__Document passage__.
This was all well and good, as beneath all the weirdness, it came from Rotten being too nervous to speak to an artistic he greatly respected. However, in his typical manner, it was Sid Vicious who ruined everything. Roger Taylor recalled: “Sid came in, and Sid was a moron, you know. He was an idiot.”

Sid attempted to be witty and was sarcastic to Mercury about a recent NME interview where he discussed his love for ballet, a form he’d been open about wanting to bring to the masses for a long time.

Hince recalled: “Sid Vicious stumbled in, the worse for wear, and addressed Fred, ‘Have you succeeded in bringing ballet to the masses yet?’ Fred casually got up, walked over to him and quipped: ‘Aren’t you Stanley Ferocious or something?’, took him by the collar and threw him out.”

Mercury would reapproach the incident in a television interview in the 1980s, saying: “The Sex Pistols happened to be in the next studio. Can you imagine there was just the whole thing about punk rock and anti-establishment all coming under one roof?”

He continued: “And I got Johnny Rotten and Sid Vicious to listen to one of our tracks, and I said ‘I’ll sing on one of yours if you sing on one of mine.’ You should have seen him, ‘We can’t be seen with Freddie Mercury’ and all that. I was wearing ballet pumps at the time…”

__Record set__.

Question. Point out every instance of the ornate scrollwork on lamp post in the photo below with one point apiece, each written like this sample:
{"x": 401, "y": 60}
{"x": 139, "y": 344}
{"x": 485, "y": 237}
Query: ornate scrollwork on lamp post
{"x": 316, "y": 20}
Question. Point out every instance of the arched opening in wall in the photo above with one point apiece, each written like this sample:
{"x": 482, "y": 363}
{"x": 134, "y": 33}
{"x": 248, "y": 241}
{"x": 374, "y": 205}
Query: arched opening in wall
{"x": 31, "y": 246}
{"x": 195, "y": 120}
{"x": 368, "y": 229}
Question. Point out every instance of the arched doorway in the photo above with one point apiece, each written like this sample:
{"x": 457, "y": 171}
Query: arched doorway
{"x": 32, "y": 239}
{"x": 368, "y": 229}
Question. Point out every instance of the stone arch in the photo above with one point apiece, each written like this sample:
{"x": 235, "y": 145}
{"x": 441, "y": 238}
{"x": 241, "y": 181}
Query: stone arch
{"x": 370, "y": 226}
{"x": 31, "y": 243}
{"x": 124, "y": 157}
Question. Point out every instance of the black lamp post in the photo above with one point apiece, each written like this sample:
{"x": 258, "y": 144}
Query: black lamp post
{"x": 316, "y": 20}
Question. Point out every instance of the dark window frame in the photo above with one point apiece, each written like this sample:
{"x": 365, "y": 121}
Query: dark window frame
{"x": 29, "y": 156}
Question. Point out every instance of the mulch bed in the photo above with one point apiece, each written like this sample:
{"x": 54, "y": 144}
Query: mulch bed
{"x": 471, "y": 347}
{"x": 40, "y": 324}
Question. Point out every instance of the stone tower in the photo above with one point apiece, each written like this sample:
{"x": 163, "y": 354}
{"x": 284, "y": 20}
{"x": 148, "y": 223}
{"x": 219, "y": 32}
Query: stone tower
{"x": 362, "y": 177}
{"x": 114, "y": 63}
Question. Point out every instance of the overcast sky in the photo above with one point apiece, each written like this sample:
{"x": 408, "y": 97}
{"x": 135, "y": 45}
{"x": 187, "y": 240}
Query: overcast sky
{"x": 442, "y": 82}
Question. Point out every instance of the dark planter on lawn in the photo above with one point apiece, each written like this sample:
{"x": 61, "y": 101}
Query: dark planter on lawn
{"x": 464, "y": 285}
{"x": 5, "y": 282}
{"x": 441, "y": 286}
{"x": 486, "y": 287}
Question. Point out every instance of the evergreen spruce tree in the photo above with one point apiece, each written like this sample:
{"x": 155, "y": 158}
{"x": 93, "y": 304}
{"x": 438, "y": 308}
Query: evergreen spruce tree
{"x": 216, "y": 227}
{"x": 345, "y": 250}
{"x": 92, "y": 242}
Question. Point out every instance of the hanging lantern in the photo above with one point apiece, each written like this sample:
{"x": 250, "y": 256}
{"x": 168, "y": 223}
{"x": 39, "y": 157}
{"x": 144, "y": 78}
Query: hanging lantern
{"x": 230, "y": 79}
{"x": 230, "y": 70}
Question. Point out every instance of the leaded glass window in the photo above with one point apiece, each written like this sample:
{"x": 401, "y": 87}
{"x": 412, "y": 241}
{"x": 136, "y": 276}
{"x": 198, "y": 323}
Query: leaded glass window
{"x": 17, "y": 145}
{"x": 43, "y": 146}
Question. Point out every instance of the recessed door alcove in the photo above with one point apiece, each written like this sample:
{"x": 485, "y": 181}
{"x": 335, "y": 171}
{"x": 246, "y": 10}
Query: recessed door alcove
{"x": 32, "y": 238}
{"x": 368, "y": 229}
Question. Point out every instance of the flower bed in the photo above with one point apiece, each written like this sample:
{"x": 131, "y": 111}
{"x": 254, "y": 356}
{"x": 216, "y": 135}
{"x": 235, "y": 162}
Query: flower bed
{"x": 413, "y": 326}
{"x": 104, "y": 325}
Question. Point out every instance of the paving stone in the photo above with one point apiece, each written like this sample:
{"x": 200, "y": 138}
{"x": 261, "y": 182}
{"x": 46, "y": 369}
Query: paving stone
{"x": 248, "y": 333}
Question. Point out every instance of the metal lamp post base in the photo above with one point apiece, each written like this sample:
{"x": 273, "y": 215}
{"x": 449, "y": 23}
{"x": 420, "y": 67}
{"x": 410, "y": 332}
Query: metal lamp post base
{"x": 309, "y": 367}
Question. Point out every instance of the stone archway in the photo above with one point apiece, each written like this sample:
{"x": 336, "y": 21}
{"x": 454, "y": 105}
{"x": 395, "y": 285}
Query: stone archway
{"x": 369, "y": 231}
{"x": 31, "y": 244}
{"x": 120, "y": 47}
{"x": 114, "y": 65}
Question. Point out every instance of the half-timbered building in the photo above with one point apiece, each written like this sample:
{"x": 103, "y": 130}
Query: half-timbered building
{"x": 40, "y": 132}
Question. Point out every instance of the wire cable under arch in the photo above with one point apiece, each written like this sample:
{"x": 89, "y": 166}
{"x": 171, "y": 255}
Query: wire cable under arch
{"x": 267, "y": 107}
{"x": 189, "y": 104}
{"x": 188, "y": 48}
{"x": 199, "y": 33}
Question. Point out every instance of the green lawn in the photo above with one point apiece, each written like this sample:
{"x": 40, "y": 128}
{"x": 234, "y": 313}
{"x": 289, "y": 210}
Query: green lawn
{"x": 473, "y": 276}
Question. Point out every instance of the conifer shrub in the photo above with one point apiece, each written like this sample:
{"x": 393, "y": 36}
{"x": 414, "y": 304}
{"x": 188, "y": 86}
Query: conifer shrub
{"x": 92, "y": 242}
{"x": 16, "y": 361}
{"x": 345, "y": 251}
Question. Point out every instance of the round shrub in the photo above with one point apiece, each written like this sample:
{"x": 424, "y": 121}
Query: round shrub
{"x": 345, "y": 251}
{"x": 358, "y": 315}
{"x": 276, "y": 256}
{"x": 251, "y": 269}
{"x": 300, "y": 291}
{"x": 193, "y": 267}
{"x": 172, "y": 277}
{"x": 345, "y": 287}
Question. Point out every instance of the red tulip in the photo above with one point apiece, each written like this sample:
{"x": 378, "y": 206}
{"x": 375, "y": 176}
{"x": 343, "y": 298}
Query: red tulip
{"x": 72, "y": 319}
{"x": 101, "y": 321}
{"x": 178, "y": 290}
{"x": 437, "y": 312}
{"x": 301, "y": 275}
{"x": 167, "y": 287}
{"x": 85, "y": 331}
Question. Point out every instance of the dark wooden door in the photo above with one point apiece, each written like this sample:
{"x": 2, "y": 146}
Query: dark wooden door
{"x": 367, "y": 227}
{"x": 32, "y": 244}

__Task prompt__.
Please answer these questions about the Sid Vicious and Freddie Mercury passage, one per line:
1. Who said Sid was "a moron"?
2. What name did Mercury call Sid before throwing him out?
3. In what decade did Mercury revisit the incident in a television interview?
The rows were taken from a different source than the text.

__Response to this exercise__.
1. Roger Taylor
2. Stanley Ferocious
3. The 1980s